## GIVEN PROBLEM 1:
In the identity and background section, what address is given for Mercury's principal executive offices?
## GIVEN PROBLEM 2:
Condense the paragraph of the identity and background section that begins "Under the terms of its agreements" into a bulleted list that keeps its main facts.

## EXCERPTED PASSAGE:
◆ ◆ ◆ ◆ ◆ ◆ ◆
ITEM 2. IDENTITY AND BACKGROUND
This statement is being filed by Mercury Asset Management plc.
("Mercury"), a corporation primarily engaged in the business of managing
portfolio investments for its investment clients, organised under the laws of
England, whose principal executive offices are located, and principal business
activities conducted, at 33 King William Street, London EC4R 9AS, England.
Pursuant to Rule 13d-4 (17 CFR 240. 13d-4) under the Securities Exchange
Act of 1934 (the "Act") Mercury hereby declares that the filing of this
statement shall not be construed as an admission that Mercury is or has been
for purposes of Sections 13(d) or 13(g) of the Act, the beneficial owner of
any securities covered by the statement. As noted above, Mercury manages
portfolio investments of its investment clients, and the securities covered by
this statement are held solely for the account of such clients.
Under the terms of its agreements with such clients, Mercury has
discretion to buy and sell securities on their behalf subject to such
guidelines as may be agreed and subject to any contrary instructions which may
be received. Mercury may have voting power but does not have the right to
receive dividends from, or proceeds from the sale of, any portfolio
investments. 70,537 shares are held for the benefit of collective investment
schemes managed by Mercury Asset Management Channel Islands Limited, an
associate of Mercury. A division of Mercury is the investment adviser under
contract to Mercury Asset Management Channel Islands Limited.
Mercury is a wholly-owned subsidiary of Mercury Asset Management Group
plc, a holding company listed on London Stock Exchange.
The name, business address, principal occupation or employment and
citizenship of each of the executive officers and directors of Mercury and
Mercury Asset Management Group plc, and the name, country of incorporation,
principal business, and the address of the registered office (being the
address of its principal business and principal office) of Mercury and Mercury
Asset Management Group plc are set forth in Annex A hereto, which is
incorporated herein by reference.
Neither Mercury nor, to the best of its knowledge, any of the persons
listed in Annex A has during the past five years (a) been convicted in a
criminal proceeding (excluding traffic violations and similar misdemeanours),
or (b) been a party to a civil proceeding of a judicial or administrative body
as a result of which Mercury or any such person was or is subject to a
judgement, decree or final order enjoining future violations of, or
prohibiting or mandating activities subject to, federal or state securities
laws, or finding any violations with respect to such laws.
◆ ◆ ◆ ◆ ◆ ◆ ◆
## ENTRIES:
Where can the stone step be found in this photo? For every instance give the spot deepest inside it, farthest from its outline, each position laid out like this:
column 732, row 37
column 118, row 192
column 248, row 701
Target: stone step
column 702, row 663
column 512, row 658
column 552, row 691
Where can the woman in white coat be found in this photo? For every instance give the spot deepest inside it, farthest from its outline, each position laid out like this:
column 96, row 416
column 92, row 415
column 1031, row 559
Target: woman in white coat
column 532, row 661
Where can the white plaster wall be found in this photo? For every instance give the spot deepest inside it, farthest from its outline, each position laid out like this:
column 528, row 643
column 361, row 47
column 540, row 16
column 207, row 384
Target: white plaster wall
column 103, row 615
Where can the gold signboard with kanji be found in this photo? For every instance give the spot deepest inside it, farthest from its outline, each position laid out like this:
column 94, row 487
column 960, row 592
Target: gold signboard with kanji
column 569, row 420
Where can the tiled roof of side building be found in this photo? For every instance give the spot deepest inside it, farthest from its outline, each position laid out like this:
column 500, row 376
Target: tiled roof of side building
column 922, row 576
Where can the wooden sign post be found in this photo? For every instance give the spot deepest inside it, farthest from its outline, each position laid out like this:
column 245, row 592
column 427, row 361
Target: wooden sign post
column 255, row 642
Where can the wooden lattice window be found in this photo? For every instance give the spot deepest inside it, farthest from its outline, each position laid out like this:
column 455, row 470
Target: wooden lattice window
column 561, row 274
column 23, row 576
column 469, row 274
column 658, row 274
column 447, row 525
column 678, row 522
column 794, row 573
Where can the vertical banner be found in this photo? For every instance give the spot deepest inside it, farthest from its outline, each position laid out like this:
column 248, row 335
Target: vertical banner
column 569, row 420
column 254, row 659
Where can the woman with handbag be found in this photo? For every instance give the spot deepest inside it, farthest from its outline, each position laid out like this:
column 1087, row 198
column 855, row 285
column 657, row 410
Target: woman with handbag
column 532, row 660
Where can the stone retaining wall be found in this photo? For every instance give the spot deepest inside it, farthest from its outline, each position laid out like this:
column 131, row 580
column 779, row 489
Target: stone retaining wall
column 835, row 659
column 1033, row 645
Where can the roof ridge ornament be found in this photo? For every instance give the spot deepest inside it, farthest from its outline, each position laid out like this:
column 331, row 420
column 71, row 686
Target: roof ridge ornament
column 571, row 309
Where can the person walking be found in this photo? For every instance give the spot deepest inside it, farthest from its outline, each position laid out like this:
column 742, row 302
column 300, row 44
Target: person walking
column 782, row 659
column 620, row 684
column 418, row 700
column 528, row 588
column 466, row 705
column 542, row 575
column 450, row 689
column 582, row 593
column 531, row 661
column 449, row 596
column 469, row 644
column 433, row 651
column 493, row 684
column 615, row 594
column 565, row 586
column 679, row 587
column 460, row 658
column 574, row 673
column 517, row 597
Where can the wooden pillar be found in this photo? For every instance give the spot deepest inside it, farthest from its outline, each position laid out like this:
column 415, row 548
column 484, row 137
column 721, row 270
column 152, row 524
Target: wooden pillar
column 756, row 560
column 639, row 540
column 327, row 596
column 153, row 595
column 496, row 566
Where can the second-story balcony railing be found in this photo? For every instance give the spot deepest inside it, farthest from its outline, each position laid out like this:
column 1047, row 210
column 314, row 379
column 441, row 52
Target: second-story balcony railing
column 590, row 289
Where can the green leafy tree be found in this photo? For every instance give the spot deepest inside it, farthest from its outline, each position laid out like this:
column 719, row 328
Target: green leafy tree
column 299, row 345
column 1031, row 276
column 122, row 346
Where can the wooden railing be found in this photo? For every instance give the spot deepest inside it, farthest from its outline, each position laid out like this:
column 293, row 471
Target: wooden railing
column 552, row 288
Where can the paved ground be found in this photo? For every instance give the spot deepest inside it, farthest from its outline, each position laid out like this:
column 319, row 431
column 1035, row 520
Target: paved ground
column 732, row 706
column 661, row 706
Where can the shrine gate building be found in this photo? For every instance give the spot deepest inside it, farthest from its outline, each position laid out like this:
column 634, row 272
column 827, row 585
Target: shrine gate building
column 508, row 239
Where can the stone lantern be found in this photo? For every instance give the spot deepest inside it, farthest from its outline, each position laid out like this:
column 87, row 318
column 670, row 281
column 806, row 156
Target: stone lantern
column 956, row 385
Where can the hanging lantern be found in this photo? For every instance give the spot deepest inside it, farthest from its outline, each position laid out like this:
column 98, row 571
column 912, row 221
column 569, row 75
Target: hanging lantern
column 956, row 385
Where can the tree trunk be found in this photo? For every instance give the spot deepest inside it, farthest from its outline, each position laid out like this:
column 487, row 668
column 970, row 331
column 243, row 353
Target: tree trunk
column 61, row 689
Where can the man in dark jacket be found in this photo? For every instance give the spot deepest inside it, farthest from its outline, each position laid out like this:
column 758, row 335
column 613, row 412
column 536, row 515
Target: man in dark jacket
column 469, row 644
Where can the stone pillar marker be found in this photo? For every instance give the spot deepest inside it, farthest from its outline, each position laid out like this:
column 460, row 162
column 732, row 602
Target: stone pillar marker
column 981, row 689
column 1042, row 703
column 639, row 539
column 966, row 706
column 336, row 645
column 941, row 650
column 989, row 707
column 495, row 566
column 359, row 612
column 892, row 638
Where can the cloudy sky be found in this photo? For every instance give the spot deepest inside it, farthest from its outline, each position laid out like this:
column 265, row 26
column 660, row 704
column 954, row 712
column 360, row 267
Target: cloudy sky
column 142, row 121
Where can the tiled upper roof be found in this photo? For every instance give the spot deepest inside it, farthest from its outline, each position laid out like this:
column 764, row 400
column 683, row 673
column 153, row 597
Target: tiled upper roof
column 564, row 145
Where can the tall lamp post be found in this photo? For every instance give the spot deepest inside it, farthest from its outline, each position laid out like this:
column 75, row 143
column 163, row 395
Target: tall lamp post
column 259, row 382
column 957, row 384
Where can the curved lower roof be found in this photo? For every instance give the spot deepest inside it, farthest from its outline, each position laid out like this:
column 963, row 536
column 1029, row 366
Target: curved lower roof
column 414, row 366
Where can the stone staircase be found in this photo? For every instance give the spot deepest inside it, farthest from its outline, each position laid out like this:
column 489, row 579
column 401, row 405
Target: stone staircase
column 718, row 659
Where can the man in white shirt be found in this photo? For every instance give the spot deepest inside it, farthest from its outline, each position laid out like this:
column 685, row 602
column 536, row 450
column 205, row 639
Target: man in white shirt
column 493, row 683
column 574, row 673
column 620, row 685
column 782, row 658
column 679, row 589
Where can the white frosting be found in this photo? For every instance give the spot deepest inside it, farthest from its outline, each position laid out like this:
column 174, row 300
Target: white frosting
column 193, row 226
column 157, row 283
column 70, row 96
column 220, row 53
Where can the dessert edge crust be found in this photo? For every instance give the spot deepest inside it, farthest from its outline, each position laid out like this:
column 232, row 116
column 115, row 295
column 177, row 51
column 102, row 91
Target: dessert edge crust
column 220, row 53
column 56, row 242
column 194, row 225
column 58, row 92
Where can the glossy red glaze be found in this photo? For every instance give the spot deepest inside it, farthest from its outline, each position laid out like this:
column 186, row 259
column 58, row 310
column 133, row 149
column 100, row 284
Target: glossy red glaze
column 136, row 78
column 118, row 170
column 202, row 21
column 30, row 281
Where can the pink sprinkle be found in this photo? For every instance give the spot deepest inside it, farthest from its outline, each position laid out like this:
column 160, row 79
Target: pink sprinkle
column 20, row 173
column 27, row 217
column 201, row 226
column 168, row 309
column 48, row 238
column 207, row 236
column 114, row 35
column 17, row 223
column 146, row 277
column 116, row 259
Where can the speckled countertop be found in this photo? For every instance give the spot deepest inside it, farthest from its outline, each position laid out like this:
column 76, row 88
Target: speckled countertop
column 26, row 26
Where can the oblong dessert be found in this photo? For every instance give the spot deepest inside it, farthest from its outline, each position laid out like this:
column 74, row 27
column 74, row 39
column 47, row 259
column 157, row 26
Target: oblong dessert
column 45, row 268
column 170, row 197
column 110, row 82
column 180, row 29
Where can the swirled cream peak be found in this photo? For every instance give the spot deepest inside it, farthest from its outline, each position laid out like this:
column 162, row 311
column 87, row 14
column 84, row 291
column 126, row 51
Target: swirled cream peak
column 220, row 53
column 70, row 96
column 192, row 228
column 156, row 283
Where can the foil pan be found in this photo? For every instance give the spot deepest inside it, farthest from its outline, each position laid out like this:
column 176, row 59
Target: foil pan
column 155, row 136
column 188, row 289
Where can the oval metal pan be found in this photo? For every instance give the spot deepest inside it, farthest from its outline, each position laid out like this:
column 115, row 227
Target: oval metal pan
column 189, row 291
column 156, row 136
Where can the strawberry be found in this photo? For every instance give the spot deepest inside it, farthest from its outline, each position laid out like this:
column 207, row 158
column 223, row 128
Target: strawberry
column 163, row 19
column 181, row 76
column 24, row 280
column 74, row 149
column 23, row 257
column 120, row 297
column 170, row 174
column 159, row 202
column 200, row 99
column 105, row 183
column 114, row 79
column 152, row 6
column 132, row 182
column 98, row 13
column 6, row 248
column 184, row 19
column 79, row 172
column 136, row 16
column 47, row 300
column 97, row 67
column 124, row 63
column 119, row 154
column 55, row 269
◆ ◆ ◆ ◆ ◆ ◆ ◆
## FULL SOLUTION 1:
33 King William Street, London EC4R 9AS, England.

## FULL SOLUTION 2:
- Mercury may buy and sell securities for its clients at its discretion, within agreed guidelines and subject to any contrary instructions.
- Mercury may have voting power but has no right to dividends or sale proceeds from any portfolio investments.
- 70,537 shares are held for collective investment schemes managed by Mercury Asset Management Channel Islands Limited, an associate of Mercury.
- A division of Mercury is the contracted investment adviser to Mercury Asset Management Channel Islands Limited.